Разные герои, естественно, помещаются авторами в разные жанровые миры. Трибуле — герой, который сам своими действиями создаёт мелодраму, в которой он и палач и жертва одновременно. Очень точные сюжетные акценты расставлены самим драматургом в его предисловии к пьесе: “Итак, у Трибуле два воспитанника: король и дочь, — король, которого он обучает пороку, и дочь, которую он растит для добродетели. Король погубит дочь. Трибуле хочет похитить для короля госпожу де Косе — и похищает свою дочь. Он хочет убить короля, желая отомстить за дочь, — и убивает её. Возмездие не останавливается на полпути; проклятие отца Дианы свершается над отцом Бланш...
В основе одной из пьес автора лежит рок. В основе этой пьесы — провидение” 7.
Подобная чёткая сюжетная оппозиция, основанная на противопоставлении злых и добрых сил, характерная для мелодрамы, невозможна для пьесы, обозначенной драматургом как “картины московской жизни” и предполагающей как раз обратное — не контрастное, а редуцированное действие. Но ослабление действия — только фикция: здесь есть свои “пики”, которые разбиваются “посторонними” героями, ведущими “посторонние” диалоги; они и создают видимость жизненного потока, захватывающего человека, может быть, с большей властью, нежели злой гений Трибуле. И сходство сюжетов пьес Гюго и Островского не случайно, ибо именно царившая тогда мелодрама породила, как это ни парадоксально, жанр сцен. Пользуясь известным пассажем Ницше о классической трагедии, можно её дальнейшую эволюцию, не рассмотренную немецким филологом, изложить таким образом: “...когда, несмотря на всё, расцвёл-таки ещё новый род искусства, почитавший трагедию (читай: “мелодраму”. — Н.И.-Ф.) за свою предшественницу и учительницу, то со страхом можно было заметить, что он действительно похож чертами на свою мать, но теми чертами, которые она являла в долгой своей агонии. Эта агония трагедии (читай: “мелодрамы”. — Н.И.-Ф.) — Еврипид (читай: “Островский”. — Н.И.-Ф.); тот более поздний род искусства известен как новейшая аттическая комедия (читай “сцены”. — Н.И.-Ф.). В ней выродившийся образ трагедии продолжал жить как памятник её из ряда вон тяжкой и насильной кончины” 8.
“Выродившийся образ трагедии” в “сценах из деревенской жизни” витает как своего рода воспоминание или потенция, не способная реализоваться. “Памятником” трагедии, несомненно, становится сцена в третьем действии, когда профессор, заботясь о молодой жене и дочери-девушке, пытается выселить последнюю из её дома, видя выход, подобно Лопахину, в даче. Отец, лишающий дитя своей милости, защиты и поддержки (достаточно традиционный трагедийный сюжет), в “сценах” не только редуцирован, то и инверсирован. Фигура Серебрякова, “голого короля”, выглядит гротескной: прикрываясь маской “простака”, он, по сути, выступает в роли мошенника. Бунт Войницкого — это прорыв в трагедию, которая невозможна — из-за сослагательного наклонения: “Пропала жизнь! Я талантлив, умён, смел… Если бы я жил нормально, то из меня мог бы выйти Шопенгауэр, Достоевский… Я зарапортовался! Я с ума схожу… Матушка, я в отчаянии! Матушка!” 9.

Письменное задание 1
Перескажите короче или в виде списка абзац отрывка, который начинается словами «“Выродившийся образ трагедии” в “сценах из деревенской жизни”». Сохраните его главные факты.
Письменное задание 2
Выпишите из отрывка всё, что идёт от слов «Разные герои, естественно, помещаются» и до слов «над отцом Бланш...».
Письменное задание 3
Продолжите отрывок о мелодраме и жанре «сцен», начав сразу после его последнего предложения.

Выдержки из записей

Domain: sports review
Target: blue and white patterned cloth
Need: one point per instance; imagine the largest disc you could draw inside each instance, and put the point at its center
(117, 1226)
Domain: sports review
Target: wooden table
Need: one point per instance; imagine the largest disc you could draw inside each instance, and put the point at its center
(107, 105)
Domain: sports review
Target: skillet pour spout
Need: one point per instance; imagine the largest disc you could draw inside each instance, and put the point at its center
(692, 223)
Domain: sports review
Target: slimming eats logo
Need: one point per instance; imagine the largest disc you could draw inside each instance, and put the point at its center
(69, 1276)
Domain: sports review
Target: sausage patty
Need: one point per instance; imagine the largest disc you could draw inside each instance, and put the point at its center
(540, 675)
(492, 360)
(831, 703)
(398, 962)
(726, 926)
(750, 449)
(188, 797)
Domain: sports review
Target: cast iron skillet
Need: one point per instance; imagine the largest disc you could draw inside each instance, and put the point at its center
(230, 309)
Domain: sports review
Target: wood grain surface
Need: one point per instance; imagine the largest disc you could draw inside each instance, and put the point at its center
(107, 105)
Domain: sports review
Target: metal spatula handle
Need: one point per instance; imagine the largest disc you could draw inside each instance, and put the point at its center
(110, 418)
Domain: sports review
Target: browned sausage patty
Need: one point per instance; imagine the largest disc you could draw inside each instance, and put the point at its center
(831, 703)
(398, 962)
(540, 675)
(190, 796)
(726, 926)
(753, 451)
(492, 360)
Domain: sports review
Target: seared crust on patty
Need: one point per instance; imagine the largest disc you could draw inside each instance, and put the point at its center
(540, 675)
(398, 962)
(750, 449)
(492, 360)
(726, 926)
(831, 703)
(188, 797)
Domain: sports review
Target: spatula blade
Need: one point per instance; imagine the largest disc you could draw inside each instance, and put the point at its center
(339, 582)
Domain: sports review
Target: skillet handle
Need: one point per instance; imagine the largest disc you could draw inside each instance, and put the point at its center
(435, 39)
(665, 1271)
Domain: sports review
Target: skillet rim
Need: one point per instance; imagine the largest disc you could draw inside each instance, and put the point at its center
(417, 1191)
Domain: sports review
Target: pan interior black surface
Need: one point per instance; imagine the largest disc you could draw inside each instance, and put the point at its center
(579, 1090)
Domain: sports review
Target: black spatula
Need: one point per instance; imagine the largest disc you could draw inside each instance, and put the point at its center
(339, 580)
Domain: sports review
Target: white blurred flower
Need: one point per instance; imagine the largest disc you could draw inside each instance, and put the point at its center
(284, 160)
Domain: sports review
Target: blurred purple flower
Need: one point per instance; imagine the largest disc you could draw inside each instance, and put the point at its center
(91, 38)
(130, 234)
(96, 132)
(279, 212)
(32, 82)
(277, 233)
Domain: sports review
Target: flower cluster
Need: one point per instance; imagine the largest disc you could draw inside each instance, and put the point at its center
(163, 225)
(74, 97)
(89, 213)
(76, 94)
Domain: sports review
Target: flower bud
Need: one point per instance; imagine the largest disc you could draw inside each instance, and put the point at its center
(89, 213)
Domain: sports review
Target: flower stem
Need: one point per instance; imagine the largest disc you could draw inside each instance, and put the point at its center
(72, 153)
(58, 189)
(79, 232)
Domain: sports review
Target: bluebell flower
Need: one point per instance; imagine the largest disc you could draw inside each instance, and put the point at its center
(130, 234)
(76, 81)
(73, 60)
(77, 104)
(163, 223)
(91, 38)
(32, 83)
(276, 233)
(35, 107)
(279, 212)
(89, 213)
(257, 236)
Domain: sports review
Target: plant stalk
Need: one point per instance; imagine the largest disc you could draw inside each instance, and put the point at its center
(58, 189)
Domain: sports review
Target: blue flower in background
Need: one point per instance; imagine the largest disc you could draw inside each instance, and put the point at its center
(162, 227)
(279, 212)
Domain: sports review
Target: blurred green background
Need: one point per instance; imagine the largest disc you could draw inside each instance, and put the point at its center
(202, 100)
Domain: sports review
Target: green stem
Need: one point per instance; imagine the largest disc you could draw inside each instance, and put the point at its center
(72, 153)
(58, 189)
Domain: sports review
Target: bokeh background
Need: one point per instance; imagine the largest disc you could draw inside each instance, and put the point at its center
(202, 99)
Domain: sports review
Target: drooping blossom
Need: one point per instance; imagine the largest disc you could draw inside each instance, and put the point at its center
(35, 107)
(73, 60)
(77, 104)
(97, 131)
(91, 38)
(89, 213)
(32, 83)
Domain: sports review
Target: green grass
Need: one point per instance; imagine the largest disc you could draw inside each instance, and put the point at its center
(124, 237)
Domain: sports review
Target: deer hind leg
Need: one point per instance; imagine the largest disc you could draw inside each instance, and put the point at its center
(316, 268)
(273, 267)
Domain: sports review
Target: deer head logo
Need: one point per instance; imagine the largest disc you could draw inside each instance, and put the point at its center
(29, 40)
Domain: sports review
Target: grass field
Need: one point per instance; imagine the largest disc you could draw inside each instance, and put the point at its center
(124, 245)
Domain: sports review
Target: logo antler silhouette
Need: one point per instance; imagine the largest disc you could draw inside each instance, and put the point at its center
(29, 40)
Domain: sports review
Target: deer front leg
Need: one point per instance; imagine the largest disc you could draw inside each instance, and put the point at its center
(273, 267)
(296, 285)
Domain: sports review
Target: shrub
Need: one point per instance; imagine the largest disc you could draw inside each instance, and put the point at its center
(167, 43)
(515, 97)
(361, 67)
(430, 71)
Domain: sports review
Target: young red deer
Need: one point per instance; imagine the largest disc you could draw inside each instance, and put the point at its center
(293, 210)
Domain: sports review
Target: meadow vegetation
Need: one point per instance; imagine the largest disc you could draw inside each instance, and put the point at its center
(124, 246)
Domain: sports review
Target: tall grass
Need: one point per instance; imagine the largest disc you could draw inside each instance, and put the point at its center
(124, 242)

--

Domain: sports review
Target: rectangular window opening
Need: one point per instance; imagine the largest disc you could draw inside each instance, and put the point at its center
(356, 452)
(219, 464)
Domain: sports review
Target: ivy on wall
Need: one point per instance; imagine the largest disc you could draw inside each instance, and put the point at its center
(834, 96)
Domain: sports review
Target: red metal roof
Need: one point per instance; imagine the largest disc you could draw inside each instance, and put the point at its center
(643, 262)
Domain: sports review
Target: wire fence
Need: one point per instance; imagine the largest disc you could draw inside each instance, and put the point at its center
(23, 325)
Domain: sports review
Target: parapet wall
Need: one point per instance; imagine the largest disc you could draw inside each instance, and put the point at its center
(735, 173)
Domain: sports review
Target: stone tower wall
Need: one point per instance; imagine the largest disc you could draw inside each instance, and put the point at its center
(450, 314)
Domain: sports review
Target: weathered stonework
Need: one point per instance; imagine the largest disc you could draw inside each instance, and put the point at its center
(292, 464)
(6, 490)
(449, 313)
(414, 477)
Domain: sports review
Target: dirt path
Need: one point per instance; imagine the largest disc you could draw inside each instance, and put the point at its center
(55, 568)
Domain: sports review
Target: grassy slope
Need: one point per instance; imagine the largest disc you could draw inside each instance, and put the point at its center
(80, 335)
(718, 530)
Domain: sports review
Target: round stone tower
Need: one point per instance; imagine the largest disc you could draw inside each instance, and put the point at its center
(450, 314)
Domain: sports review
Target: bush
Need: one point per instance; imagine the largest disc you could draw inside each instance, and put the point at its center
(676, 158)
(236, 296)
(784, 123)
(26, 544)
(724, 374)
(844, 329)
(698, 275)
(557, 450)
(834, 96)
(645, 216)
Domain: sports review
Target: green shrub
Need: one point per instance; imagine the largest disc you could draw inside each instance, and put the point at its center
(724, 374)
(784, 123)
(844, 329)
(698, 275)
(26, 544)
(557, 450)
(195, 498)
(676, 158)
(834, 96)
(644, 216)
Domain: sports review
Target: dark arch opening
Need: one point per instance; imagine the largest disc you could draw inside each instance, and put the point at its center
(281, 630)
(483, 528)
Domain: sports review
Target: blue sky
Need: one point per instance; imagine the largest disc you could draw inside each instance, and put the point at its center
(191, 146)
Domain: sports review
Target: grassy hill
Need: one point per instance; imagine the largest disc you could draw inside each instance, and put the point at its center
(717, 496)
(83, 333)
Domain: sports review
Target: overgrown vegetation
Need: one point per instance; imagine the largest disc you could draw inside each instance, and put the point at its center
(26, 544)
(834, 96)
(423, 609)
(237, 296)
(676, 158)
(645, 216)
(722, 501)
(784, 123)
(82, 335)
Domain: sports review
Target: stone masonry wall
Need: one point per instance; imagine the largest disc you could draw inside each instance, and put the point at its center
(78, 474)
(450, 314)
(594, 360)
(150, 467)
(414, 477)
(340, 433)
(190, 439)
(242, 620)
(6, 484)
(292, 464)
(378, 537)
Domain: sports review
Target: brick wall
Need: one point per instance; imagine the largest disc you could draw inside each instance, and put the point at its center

Ответ на задание 1
- В «сценах из деревенской жизни» «выродившийся образ трагедии» присутствует как воспоминание или потенция, которая не может реализоваться.
- «Памятником» трагедии служит сцена в третьем действии. В ней профессор, заботясь о молодой жене и дочери, пытается выселить дочь из её дома и, подобно Лопахину, видит выход в даче.
- Традиционный трагедийный сюжет об отце, который лишает дитя милости, защиты и поддержки, в «сценах» редуцирован и инверсирован.
- Серебряков — гротескный «голый король»: прикрываясь маской «простака», он по сути выступает в роли мошенника.
- Бунт Войницкого — прорыв в трагедию, которая невозможна из-за сослагательного наклонения. Это видно по его словам: «Если бы я жил нормально, то из меня мог бы выйти Шопенгауэр, Достоевский…»

Ответ на задание 2
Разные герои, естественно, помещаются авторами в разные жанровые миры. Трибуле — герой, который сам своими действиями создаёт мелодраму, в которой он и палач и жертва одновременно. Очень точные сюжетные акценты расставлены самим драматургом в его предисловии к пьесе: “Итак, у Трибуле два воспитанника: король и дочь, — король, которого он обучает пороку, и дочь, которую он растит для добродетели. Король погубит дочь. Трибуле хочет похитить для короля госпожу де Косе — и похищает свою дочь. Он хочет убить короля, желая отомстить за дочь, — и убивает её. Возмездие не останавливается на полпути; проклятие отца Дианы свершается над отцом Бланш...

Ответ на задание 3
Герой, названный в заглавии, традиционно трагедийный герой. В чеховском театре возникает удивительная игра с заглавием: Войницкий — фигура непростая, и его умаление собственной личности во имя, как ему кажется, более значительной делает его подлинным героем, в его собственных глазах — трагическим. Именно из этого самосознания возникает ряд имён, знаменующих, так или иначе, трагедию духа. Шопенгауэр, автор труда «Мир как воля и представление», прямо повлиял, видимо, на мировоззрение Треплева и косвенно — Войницкого. Думается, что принципиальным для драматурга становится иной взгляд на волю: в философии и традиционной драматургии воля ассоциируется с действенностью, то есть имеется в виду воля к поступку, воля к действию, иначе говоря, внутренняя сила человека, вынуждающая его так или иначе влиять на мир, реализуя собственное “представление” об идеале во внешнем мире. Достоевский в таком контексте возникает не столько как создатель героев с волей к убийству вообще, сколько, похоже, как создатель образов “преступных” и “наказанных” “отцов”. Попытка Войницкого застрелить “мошенника”, обманом заменившего жизнь дяди Вани, есть, в том числе, и стремление наказать отца, предавшего свою дочь. (“Отцы и дети” в чеховской драматургии — отдельная и очень непростая тема.)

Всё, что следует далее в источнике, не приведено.